Inline assembly is another way of putting assembly code into a C++ file. The keyword asm or _asm or __asm or __asm__ tells the compiler that the code is assembly. Different compilers have different syntaxes for inline assembly. The different syntaxes are explained below.
The advantages of using inline assembly are:
The disadvantages of using inline assembly are:
The following sections illustrate how to make inline assembly with different compilers.
6.1 MASM style inline assembly
The most common syntax for inline assembly is a MASM-style syntax. This is the easiest way of making inline assembly and it is supported by most compilers, but not the Gnu compiler. Unfortunately, the syntax for inline assembly is poorly documented or not documented at all in the compiler manuals. I will therefore briefly describe the syntax here.
The following examples show a function that raises a floating point number x to an integer power n. The algorithm is to multiply x1, x2, x4, x8, etc. according to each bit in the binary representation of n. Actually, it is not necessary to code this in assembly because a good compiler will optimize it almost as much when you just write pow(x,n). My purpose here is just to illustrate the syntax of inline assembly.
First the code in C++ to illustrate the algorithm:
// Example 6.1a. Raise double x to the power of int n.
double ipow (double x, int n) {
unsigned int nn = abs(n); // absolute value of n
double y = 1.0; // used for multiplication
while (nn != 0) { // loop for each bit in nn
if (nn & 1) y *= x; // multiply if bit = 1
x *= x; // square x
nn >>= 1; // get next bit of nn
}
if (n < 0) y = 1.0 / y; // reciprocal if n is negative
return y; // return y = pow(x,n)
}
And then the optimized code using inline assembly with MASM style syntax:
// Example 6.1b. MASM style inline assembly, 32 bit mode
double ipow (double x, int n) {
__asm {
mov eax, n // Move n to eax
// abs(n) is calculated by inverting all bits and adding 1 if n < 0:
cdq // Get sign bit into all bits of edx
xor eax, edx // Invert bits if negative
sub eax, edx // Add 1 if negative. Now eax = abs(n)
fld1 // st(0) = 1.0
jz L9 // End if n = 0
fld qword ptr x // st(0) = x, st(1) = 1.0
jmp L2 // Jump into loop
L1: // Top of loop
fmul st(0), st(0) // Square x
L2: // Loop entered here
shr eax, 1 // Get each bit of n into carry flag
jnc L1 // No carry. Skip multiplication, goto next
fmul st(1), st(0) // Multiply by x squared i times for bit # i
jnz L1 // End of loop. Stop when nn = 0
fstp st(0) // Discard st(0)
test edx, edx // Test if n was negative
jns L9 // Finish if n was not negative
fld1 // st(0) = 1.0, st(1) = x^abs(n)
fdivr // Reciprocal
L9: // Finish
} // Result is in st(0)
#pragma warning(disable:1011) // Don't warn for missing return value
}
Note that the function entry and parameters are declared with C++ syntax. The function body, or part of it, can then be coded with inline assembly. The parameters x and n, which are declared with C++ syntax, can be accessed directly in the assembly code using the same names. The compiler simply replaces x and n in the assembly code with the appropriate memory operands, probably [esp+4] and [esp+12]. If the inline assembly code needs to access a variable that happens to be in a register, then the compiler will store it to a memory variable on the stack and then insert the address of this memory variable in the inline assembly code.

TASK TO CARRY OUT
According to the inline assembly text, which compiler does not support the MASM-style syntax for inline assembly?

DATASET ROWS

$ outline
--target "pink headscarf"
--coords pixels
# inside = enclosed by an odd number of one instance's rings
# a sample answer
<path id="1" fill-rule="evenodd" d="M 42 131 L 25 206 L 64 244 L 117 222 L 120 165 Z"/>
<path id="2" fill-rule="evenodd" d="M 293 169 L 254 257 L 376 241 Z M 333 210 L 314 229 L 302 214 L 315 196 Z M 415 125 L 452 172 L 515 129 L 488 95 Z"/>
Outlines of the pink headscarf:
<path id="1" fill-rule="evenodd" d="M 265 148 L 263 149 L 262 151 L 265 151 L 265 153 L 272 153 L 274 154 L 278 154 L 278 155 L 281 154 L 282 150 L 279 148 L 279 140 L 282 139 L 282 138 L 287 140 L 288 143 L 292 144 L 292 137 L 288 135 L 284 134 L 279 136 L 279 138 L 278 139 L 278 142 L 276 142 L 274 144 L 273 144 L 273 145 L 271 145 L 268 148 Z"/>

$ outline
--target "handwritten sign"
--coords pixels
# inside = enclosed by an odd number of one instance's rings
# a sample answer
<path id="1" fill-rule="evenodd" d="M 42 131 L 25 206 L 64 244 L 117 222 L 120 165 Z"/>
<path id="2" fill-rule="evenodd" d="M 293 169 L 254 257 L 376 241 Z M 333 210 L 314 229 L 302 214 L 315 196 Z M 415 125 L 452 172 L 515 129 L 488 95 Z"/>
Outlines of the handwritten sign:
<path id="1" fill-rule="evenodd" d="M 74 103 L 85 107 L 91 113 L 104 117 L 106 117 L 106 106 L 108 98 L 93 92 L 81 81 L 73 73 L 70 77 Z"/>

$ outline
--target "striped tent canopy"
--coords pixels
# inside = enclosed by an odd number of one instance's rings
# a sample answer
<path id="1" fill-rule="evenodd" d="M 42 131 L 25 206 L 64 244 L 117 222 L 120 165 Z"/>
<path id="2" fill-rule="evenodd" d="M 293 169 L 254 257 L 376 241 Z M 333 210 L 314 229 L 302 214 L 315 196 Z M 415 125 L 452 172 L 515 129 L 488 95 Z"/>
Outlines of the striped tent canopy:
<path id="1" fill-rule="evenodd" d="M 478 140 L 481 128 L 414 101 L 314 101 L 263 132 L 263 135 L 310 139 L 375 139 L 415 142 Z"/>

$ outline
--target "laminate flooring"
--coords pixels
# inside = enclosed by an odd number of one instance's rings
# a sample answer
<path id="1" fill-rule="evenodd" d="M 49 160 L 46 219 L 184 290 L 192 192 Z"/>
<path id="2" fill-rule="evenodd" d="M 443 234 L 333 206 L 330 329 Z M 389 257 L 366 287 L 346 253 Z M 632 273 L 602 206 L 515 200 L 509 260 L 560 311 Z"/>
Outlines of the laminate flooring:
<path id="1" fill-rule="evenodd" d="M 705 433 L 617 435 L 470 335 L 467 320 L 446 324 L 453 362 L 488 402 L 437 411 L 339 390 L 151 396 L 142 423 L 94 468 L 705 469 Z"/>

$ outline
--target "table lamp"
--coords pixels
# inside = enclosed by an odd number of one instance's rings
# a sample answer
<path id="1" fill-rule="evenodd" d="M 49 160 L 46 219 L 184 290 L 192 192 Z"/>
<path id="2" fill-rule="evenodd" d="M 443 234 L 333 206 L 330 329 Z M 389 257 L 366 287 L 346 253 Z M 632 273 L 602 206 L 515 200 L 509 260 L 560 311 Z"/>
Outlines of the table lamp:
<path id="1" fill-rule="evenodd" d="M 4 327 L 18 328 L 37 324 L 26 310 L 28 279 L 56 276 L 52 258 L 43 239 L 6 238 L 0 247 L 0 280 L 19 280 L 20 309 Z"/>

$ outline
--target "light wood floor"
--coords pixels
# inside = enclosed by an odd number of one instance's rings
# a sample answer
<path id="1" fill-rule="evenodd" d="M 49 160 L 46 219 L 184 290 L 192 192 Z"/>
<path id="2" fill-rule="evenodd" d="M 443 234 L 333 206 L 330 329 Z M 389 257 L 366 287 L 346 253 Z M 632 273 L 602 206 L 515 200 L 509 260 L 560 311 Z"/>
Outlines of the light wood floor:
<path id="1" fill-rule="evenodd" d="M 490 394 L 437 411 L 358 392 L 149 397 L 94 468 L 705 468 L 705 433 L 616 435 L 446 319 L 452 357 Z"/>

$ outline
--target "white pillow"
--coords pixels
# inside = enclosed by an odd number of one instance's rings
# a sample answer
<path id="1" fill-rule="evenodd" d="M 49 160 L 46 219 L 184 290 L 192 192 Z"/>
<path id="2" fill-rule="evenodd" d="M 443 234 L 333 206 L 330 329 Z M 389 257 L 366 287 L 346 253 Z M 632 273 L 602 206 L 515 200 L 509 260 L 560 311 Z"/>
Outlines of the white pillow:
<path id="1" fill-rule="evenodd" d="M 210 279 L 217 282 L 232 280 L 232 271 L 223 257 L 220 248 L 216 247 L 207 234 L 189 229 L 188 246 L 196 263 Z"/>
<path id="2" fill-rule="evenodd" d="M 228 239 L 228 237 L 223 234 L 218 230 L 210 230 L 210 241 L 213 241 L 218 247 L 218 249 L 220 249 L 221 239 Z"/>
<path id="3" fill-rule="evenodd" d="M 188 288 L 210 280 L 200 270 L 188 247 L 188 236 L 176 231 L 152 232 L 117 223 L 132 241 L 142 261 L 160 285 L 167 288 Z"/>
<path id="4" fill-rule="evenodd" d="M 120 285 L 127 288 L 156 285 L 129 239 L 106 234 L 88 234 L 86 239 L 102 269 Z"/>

TASK ANSWER
The Gnu compiler.